═══ Kutipan Bacaan

SAMPANG, koranmadura.com – Hasil Sidak Balai Besar pengawas Obat dan Makanan (BBPOM) Surabaya terhadap makanan takjil di tempat bazar yang berada di Monumen Trunojoyo Sampang tentu harus menjadi pembelajaran bagi Dinas Kesehatan (Dinkes) setempat.
Beberapa hari yang lalu, ada sebanyak 5 dari 26 sampel makanan yang diketahui mengandung bahan pengawet boraks dan formalin setelah dilakukan uji lab cepat yang dibawa langsung dari Surabaya.
Ketua pegiat Jaringan Kawal Jawa Timur (Jaka Jatim) Korda Sampang, Sidik mengatakan, temuan makanan berbahaya juga ditemukan pada 2017 lalu yakni pada momen yang sama.
BBPOM Surabaya juga menemukan makanan yang beredar di tempat bazar Monumen Trunojoyo Sampang mengadung bahan pengawet boraks dan rodhamin B atau pewarna tekstil.
Sehingga pihaknya menilai, Dinkes gagal melakukan sosialisasi kepada pedagang.

══════

-- Tugas Latihan --
**a.** Sebutkan semua bahan berbahaya yang menurut berita tentang takjil di Sampang ditemukan dalam makanan.
**b.** Laporkan berapa baris dalam catatan yang memuat kata "mirror", dengan huruf besar dan kecil dibedakan. Tulis angkanya saja.

═══ Catatan yang Diberikan

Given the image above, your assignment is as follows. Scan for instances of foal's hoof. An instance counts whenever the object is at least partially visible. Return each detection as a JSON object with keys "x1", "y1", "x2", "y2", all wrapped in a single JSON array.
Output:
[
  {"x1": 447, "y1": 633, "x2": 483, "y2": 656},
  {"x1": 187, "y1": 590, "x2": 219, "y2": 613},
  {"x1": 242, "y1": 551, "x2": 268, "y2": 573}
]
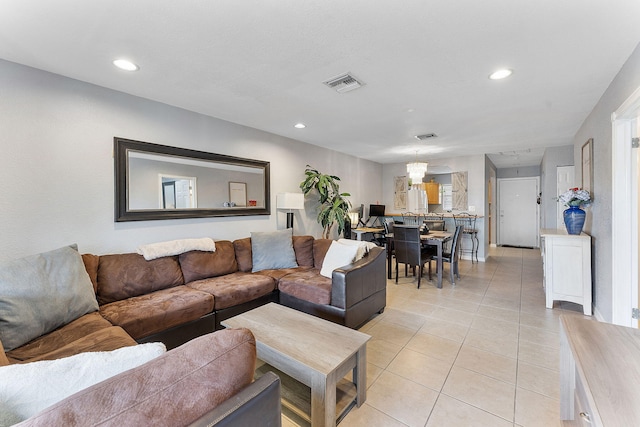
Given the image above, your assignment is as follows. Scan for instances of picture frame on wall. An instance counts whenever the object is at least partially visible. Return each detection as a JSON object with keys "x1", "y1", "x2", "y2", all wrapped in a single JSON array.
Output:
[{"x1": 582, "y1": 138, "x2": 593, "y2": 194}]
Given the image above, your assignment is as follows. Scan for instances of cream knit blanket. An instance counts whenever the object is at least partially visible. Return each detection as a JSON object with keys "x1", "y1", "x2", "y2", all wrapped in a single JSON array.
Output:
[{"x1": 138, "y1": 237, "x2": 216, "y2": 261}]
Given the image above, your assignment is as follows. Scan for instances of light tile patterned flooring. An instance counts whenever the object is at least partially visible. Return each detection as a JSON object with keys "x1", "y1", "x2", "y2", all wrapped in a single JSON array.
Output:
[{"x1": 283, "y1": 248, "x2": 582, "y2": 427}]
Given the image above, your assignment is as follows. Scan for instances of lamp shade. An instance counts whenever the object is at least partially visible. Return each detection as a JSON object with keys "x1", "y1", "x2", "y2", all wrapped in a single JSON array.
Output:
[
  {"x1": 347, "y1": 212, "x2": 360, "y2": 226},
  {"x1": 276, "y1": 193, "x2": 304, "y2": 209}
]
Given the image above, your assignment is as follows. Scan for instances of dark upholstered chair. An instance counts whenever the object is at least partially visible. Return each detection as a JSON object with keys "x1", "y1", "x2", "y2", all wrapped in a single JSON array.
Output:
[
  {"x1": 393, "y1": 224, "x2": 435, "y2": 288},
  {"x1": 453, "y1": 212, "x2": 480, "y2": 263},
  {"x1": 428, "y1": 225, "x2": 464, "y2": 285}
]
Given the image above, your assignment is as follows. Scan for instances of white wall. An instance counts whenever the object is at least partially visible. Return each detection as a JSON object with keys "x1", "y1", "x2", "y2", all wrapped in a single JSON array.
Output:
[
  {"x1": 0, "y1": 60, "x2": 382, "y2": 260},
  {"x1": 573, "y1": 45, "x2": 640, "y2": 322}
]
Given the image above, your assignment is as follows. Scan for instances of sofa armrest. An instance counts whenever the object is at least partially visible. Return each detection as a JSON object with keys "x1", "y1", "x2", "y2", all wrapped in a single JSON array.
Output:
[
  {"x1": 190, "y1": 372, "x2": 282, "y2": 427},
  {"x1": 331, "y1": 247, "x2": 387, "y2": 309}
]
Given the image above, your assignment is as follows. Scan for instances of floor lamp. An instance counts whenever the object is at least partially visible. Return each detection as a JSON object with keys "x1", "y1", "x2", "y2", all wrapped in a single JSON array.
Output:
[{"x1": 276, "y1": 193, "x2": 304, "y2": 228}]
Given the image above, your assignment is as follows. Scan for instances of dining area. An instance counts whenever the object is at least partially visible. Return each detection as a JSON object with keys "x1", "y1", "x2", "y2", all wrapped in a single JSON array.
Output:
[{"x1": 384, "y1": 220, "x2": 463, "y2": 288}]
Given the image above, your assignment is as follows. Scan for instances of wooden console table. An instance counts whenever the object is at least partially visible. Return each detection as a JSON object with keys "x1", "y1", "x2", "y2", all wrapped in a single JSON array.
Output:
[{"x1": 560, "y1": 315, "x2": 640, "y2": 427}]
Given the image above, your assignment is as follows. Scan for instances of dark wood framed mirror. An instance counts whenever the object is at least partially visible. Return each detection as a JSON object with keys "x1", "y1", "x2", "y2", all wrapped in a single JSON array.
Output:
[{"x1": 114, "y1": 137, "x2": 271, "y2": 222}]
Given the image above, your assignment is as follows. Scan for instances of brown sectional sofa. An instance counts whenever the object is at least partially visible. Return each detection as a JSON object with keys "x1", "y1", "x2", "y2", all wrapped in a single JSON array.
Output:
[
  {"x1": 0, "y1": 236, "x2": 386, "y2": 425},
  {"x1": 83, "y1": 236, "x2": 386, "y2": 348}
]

══════

-- Jawaban Latihan --
**a.** boraks, formalin, rodhamin B (pewarna tekstil)

**b.** 1